Decide whether each statement below agrees with the abstract on nitric oxide oxygenation inside a cage, answering yes or no and quoting the words of the abstract that settle it. (a) The encapsulated {FeNO}6 complex breaks down within hours in water at room temperature. (b) The nanocage used is water-soluble and cationic. (c) Synthetic NOD models that work in water are common.
*** Opening PASSAGE SHOWN ***
Nitric Oxide Oxygenation Reaction in Water at Room Temperature inside a Cage

Nitric oxide (NO) is a vital biological signaling molecule, but its overproduction can be toxic, necessitating its rapid conversion to nitrate (NO3–) via NO dioxygenase (NOD) enzymes. These Fe-containing enzymes bind NO to form {FeNO}6 or {FeNO}7 intermediates, a key step in NO3– formation upon reaction with O2. However, synthetic NOD models that function in water remain rare. Here, we report the stabilization of a mononuclear nonheme {FeNO}6 ⊂ Cage (2) nitrosyl complex within a water-soluble cationic Pd6L412+ nanocage using host–guest chemistry. In an aqueous solution at room temperature, the encapsulated {FeNO}6 complex is stable for days yet reacts readily with O2 to exclusively yield NO3–. We further show that a previously reported FeIV–O2•– ⊂ Cage complex (3) also reacts with NO to produce NO3– exclusively in water. Mechanistic investigations suggest the formation of a peroxynitrite intermediate. This study presents the first integrated model of NOD activity of both {FeNO}6 ⊂ Cage and FeIV–O2•– ⊂ Cage within the same supramolecular framework in water at ambient temperature, demonstrating both indirect and direct NOD pathways.
*** Closing PASSAGE SHOWN ***
*** Opening STUDY MATERIAL ***
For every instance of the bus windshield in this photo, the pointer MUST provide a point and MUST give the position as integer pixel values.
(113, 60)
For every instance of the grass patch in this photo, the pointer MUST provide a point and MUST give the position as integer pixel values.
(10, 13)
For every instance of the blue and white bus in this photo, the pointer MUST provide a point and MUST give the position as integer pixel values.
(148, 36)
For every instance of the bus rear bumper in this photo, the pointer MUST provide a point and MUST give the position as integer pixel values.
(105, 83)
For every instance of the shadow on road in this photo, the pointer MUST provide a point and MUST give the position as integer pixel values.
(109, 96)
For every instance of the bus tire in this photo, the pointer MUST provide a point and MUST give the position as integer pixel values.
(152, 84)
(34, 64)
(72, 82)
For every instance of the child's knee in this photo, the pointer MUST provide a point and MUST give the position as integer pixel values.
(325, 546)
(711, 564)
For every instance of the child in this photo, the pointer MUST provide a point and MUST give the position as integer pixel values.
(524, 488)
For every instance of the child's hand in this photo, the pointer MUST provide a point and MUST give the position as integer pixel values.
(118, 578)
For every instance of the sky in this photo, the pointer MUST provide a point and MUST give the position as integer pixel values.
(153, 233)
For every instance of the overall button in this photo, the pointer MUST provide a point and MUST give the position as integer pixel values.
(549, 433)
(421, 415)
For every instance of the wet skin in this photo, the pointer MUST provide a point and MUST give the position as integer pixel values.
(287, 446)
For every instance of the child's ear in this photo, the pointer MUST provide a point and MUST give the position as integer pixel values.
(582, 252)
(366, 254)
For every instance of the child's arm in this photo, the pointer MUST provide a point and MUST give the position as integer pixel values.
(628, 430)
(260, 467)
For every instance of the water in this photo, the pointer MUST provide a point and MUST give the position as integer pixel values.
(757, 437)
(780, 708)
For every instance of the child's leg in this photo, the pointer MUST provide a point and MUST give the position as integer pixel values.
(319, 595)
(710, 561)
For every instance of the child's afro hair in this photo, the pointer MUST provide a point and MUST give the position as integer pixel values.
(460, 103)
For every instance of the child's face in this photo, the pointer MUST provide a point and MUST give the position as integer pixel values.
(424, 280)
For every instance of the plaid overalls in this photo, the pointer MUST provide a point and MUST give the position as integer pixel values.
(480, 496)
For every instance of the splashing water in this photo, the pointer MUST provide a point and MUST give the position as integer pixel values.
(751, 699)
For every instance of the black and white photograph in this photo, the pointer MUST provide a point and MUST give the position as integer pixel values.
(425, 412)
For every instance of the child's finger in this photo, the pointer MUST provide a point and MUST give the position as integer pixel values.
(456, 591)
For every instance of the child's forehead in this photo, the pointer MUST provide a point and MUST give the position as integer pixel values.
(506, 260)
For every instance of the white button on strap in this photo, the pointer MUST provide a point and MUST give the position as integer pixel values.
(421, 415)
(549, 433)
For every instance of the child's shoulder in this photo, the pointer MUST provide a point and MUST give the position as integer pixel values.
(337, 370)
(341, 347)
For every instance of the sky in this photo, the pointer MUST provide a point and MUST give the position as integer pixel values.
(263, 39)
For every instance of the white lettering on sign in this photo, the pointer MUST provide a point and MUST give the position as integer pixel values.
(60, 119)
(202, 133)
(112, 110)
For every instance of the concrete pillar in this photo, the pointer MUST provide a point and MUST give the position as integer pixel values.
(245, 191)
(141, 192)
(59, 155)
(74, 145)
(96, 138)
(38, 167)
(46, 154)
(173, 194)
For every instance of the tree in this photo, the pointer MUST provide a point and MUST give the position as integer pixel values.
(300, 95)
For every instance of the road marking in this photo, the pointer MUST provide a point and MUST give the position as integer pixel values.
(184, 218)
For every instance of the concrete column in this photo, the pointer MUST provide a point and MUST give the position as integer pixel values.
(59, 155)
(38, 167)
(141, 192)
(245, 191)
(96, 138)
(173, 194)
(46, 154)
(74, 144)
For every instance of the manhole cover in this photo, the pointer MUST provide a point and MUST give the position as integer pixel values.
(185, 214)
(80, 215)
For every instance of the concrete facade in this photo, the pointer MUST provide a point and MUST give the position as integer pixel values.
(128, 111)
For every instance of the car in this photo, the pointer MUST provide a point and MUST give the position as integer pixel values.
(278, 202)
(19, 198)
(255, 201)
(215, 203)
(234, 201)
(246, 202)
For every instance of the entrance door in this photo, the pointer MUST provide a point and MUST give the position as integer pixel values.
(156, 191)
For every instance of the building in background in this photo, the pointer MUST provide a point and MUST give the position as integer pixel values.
*** Closing STUDY MATERIAL ***
ANSWER TO THE PROBLEM
(a) No: "the encapsulated {FeNO}6 complex is stable for days"
(b) Yes: "a water-soluble cationic Pd6L412+ nanocage"
(c) No: "synthetic NOD models that function in water remain rare"